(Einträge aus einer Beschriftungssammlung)
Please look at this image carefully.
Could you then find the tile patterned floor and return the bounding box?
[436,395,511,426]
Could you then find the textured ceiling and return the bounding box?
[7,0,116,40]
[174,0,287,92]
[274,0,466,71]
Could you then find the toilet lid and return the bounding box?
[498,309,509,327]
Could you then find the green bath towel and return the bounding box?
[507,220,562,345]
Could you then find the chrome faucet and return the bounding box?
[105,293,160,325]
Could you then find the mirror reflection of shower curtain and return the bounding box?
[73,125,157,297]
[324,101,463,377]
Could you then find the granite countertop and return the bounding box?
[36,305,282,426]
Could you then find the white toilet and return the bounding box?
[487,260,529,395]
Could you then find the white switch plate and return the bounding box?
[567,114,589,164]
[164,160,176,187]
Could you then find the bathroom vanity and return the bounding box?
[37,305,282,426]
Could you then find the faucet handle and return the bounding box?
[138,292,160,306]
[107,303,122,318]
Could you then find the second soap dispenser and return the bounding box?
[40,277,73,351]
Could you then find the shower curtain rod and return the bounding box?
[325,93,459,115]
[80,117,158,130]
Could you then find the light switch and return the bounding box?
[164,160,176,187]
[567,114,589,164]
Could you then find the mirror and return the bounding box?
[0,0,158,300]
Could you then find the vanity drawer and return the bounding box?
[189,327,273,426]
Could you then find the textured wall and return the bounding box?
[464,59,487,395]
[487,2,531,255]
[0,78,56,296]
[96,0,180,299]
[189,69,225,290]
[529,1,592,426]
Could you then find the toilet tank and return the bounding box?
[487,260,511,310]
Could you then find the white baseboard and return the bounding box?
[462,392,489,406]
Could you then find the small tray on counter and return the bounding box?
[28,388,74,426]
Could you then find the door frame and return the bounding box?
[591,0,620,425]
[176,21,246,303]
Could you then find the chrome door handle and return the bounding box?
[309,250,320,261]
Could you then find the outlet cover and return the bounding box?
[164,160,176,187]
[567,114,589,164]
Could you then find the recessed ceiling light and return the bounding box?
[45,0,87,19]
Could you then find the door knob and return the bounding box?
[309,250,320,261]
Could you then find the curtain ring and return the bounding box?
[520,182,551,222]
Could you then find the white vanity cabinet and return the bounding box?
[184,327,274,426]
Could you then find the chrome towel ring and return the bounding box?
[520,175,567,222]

_IHRE AUFGABE:_
Geben Sie die Einträge von der Zeile mit „Could you then find the white switch“ bis einschließlich der Zeile mit „[487,260,511,310]“ als CSV mit den Spalten „Eingabe“ und „Ausgabe“ wieder, eine Zeile pro Eintrag mit seinem Text und der zugehörigen Antwort. Setzen Sie jedes Feld in Anführungszeichen und ersetzen Sie Zeilenumbrüche durch Leerzeichen.

_ERGEBNIS:_
Eingabe,Ausgabe
"Could you then find the white switch plate and return the bounding box?","[567,114,589,164] [164,160,176,187]"
"Could you then find the bathroom vanity and return the bounding box?","[37,305,282,426]"
"Could you then find the faucet handle and return the bounding box?","[138,292,160,306] [107,303,122,318]"
"Could you then find the second soap dispenser and return the bounding box?","[40,277,73,351]"
"Could you then find the shower curtain rod and return the bounding box?","[325,93,459,115] [80,117,158,130]"
"Could you then find the light switch and return the bounding box?","[164,160,176,187] [567,114,589,164]"
"Could you then find the mirror and return the bounding box?","[0,0,158,300]"
"Could you then find the vanity drawer and return the bounding box?","[189,327,273,426]"
"Could you then find the textured wall and return the bounding box?","[464,59,487,395] [487,2,531,255] [0,78,56,296] [96,0,180,299] [189,69,225,290] [529,1,592,426]"
"Could you then find the toilet tank and return the bounding box?","[487,260,511,310]"